→ **TASK LIST**
A. Reproduce everything in the LLC agreement from "The Member may, from" down to "or the Act.".
B. According to the LLC agreement, how much is the Member's initial capital contribution?

→ **SELECTED EXCERPT**
══════════

1.1    Organization.  The Member acknowledges the formation of the Company as a Florida limited liability company pursuant to the provisions of the Act.

1.2    Agreement.  For and in consideration of the mutual covenants herein contained and for other good and valuable consideration, the receipt and sufficiency of which is hereby acknowledged, the Member and the Company hereby agree to the terms and conditions of this Agreement, as it may from time to time be amended according to its terms.  It is the express intention of the Member and the Company that the Agreement be the agreement of the parties, and, except to the extent a provision of the Agreement expressly incorporates federal income tax rules by reference to sections of the Code or Regulations or is prohibited or ineffective under the Act, the Agreement shall govern, even when inconsistent with, or different from, the provisions of the Act or any other law or rule.  To the extent any provision of this Agreement is prohibited or ineffective under the Act, the Agreement shall be considered amended to the smallest degree possible in order to make the Agreement effective under the Act.

1.3    Name.  The name of the Company is <**insert-llc-name**>, and all Company business shall be conducted under that name.

1.4    Principal Place of Business. The Company may locate its principal place of business and registered office at any place or places as the Member may from time to time deem advisable.

1.5    Registered Agent.  The registered agent for the Company is and his or her address is as follows:

    <**reg-agent address**>

The Member may, from time to time, change the registered agent or the registered office through appropriate filings with the Secretary of State.  In the event the registered agent ceases to act as such for any reason or the registered office shall change, the Member shall promptly designate a replacement registered agent or file a notice of change of address as the case may be. 

1.6    Term.  The Company shall continue until it is dissolved in accordance with either the provisions of this Agreement or the Act.

1.7    Permitted Business.  The business of the Company shall be:

(a)    to accomplish any lawful purpose whatsoever or which shall at any time appear conducive to or expedient for the protection or benefit of the Company and its assets;

(b)    to exercise all other powers necessary to or reasonably connected with the Company's business which may be legally exercised by limited liability companies under the Act; and

(c)    to engage in all activities necessary, customary, convenient, or incident to any of the foregoing.


2.1    Initial Contributions.  The initial capital contributions to the Company of the Member shall be made concurrently with the Member's execution and delivery of this Agreement.  The Member's initial capital contribution is $500.00.  The Member shall not be required to make additional capital contributions.

══════════

→ **RECORDS PROVIDED**
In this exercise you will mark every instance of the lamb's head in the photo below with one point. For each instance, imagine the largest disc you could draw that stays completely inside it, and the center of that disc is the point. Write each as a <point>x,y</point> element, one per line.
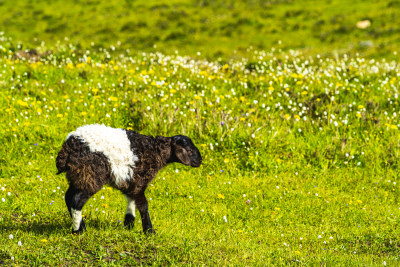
<point>184,151</point>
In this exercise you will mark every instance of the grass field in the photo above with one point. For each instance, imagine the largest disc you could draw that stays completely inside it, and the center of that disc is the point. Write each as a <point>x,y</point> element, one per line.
<point>300,151</point>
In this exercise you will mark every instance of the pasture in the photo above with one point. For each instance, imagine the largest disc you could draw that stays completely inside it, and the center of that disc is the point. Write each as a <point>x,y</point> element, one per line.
<point>300,148</point>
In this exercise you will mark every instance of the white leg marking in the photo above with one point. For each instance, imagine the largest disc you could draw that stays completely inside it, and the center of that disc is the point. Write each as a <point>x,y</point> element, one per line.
<point>76,219</point>
<point>131,206</point>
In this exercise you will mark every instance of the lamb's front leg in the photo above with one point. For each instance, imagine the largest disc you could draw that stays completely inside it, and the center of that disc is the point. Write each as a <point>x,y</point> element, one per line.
<point>129,221</point>
<point>141,203</point>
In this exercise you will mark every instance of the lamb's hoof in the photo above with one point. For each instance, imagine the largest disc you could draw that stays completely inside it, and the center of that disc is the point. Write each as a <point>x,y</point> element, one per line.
<point>82,228</point>
<point>129,221</point>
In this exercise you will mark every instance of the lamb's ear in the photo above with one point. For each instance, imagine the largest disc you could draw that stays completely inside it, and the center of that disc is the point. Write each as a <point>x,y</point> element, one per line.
<point>182,155</point>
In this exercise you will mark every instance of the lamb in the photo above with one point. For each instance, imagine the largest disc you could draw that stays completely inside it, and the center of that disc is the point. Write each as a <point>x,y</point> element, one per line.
<point>95,155</point>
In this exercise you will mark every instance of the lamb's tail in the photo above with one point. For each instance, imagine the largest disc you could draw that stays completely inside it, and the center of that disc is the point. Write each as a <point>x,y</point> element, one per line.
<point>62,159</point>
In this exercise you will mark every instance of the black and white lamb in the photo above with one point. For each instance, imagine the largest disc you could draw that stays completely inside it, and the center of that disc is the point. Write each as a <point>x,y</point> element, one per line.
<point>95,155</point>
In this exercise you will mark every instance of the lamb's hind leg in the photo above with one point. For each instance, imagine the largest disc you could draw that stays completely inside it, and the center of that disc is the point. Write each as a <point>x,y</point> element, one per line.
<point>129,221</point>
<point>141,203</point>
<point>75,200</point>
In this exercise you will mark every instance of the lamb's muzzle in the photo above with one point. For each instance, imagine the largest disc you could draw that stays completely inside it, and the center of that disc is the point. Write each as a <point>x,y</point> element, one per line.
<point>95,155</point>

══════════

→ **SOLVED PROBLEMS**
A.
The Member may, from time to time, change the registered agent or the registered office through appropriate filings with the Secretary of State.  In the event the registered agent ceases to act as such for any reason or the registered office shall change, the Member shall promptly designate a replacement registered agent or file a notice of change of address as the case may be. 

1.6    Term.  The Company shall continue until it is dissolved in accordance with either the provisions of this Agreement or the Act.

B. $500.00